**EXTRACTED ENTRIES**.
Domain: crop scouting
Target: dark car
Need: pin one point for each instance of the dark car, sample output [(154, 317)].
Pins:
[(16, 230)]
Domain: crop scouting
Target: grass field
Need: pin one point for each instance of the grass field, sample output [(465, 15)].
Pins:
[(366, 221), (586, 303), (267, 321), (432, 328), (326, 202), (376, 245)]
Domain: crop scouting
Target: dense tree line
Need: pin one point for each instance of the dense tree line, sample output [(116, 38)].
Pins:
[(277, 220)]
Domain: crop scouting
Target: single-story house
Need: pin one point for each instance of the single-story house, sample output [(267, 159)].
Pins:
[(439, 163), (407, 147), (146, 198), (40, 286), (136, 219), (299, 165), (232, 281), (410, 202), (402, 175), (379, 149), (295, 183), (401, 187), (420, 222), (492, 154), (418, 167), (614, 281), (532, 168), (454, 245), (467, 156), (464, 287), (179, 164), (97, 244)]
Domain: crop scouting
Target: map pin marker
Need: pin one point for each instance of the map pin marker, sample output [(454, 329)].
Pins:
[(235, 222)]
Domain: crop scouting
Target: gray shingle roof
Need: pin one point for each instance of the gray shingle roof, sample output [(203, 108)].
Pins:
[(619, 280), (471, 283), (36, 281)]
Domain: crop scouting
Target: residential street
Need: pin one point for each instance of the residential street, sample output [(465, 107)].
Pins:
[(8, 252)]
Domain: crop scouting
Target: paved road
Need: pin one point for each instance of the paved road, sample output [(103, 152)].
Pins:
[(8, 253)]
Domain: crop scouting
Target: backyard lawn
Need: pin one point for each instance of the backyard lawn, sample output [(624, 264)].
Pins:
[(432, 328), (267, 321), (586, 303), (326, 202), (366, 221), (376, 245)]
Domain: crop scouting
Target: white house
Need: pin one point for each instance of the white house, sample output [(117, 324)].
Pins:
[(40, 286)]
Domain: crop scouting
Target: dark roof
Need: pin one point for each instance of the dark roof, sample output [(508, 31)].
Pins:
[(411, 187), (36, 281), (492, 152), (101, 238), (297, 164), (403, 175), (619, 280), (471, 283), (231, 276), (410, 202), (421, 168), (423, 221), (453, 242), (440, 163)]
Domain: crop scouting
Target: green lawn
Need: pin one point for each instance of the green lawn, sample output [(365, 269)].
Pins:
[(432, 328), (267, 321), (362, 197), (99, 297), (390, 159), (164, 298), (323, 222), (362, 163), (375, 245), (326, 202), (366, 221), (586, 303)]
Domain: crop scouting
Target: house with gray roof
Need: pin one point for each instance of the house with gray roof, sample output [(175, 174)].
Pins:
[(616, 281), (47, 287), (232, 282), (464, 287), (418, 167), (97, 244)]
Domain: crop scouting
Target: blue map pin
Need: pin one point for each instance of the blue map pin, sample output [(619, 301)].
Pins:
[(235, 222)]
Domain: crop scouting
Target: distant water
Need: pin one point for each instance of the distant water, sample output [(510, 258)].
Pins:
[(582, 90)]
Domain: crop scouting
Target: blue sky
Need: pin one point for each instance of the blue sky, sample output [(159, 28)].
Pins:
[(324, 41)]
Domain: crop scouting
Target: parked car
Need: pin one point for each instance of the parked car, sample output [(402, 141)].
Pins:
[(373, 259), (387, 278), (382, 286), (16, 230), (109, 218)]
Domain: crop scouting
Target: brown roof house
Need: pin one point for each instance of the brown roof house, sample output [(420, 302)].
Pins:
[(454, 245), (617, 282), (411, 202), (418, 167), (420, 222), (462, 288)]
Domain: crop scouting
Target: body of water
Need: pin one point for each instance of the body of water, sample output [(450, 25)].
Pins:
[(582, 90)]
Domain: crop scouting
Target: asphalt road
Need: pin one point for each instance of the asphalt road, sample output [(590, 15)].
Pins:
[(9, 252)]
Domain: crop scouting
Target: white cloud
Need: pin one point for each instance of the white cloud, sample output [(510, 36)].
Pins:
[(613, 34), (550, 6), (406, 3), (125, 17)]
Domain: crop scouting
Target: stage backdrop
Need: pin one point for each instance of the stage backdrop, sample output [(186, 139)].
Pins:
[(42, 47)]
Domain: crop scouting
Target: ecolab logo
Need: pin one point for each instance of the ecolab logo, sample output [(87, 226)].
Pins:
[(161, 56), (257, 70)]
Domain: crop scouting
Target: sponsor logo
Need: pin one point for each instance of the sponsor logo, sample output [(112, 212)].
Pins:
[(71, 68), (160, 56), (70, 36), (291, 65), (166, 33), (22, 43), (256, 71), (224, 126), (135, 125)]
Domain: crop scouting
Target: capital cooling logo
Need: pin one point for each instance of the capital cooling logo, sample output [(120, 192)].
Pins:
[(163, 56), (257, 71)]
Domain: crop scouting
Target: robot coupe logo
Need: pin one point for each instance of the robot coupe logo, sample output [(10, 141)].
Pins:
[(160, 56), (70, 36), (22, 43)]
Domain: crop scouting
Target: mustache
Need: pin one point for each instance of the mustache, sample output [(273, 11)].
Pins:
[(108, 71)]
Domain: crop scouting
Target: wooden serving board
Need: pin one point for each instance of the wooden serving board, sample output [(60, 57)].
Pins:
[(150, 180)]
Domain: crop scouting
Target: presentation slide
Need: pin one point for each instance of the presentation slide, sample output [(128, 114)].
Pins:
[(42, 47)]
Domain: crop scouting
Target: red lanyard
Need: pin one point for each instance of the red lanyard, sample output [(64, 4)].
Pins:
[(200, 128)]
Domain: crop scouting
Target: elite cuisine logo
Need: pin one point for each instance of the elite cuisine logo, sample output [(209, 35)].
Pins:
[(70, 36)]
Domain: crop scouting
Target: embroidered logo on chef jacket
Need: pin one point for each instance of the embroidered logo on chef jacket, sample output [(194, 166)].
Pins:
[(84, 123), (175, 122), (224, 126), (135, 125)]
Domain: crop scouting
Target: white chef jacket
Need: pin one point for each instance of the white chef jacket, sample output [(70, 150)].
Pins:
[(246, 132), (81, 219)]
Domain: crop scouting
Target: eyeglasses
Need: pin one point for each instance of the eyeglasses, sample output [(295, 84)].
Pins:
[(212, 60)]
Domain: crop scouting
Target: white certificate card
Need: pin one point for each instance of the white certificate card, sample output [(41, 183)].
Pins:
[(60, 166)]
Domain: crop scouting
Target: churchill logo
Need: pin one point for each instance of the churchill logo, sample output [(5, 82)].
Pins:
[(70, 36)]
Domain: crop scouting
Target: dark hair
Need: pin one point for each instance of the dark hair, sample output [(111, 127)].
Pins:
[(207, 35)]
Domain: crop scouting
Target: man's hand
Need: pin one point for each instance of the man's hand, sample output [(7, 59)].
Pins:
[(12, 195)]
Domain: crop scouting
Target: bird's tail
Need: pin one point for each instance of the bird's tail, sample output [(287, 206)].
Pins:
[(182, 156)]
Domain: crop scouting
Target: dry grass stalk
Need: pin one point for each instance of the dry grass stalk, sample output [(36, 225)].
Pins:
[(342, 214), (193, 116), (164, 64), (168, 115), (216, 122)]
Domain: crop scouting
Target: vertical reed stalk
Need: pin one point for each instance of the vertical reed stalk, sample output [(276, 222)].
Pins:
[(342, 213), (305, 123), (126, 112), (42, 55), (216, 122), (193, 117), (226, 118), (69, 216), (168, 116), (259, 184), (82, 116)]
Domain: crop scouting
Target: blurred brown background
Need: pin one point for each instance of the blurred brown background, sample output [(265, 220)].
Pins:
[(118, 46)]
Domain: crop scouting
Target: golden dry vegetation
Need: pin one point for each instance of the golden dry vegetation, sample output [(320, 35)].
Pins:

**EXERCISE DIRECTIONS**. From the material above, set down exactly the lines starting at the one with "Target: mustache" and ending at the one with "Target: embroidered logo on chef jacket", end lines included.

**WRITTEN SOLUTION**.
Target: mustache
Need: pin one point for each instance of the mustache, sample output [(273, 11)].
Pins:
[(108, 71)]
Domain: crop scouting
Target: wooden serving board
Need: pin one point for each instance of the wooden serving board, sample output [(60, 57)].
Pins:
[(150, 180)]
Domain: crop scouting
Target: presentation slide
Need: pin one point for each instance of the presentation slide, sample output [(128, 114)].
Pins:
[(42, 47)]
Domain: crop scouting
Target: red lanyard
Need: pin one point for each instance of the red lanyard, sample output [(64, 4)].
Pins:
[(200, 128)]
Domain: crop scouting
Target: elite cuisine logo
Need: pin one point for each instance of the elite cuisine logo, sample output [(209, 35)].
Pins:
[(70, 36)]
Domain: crop scouting
Target: embroidered logo on chef jacket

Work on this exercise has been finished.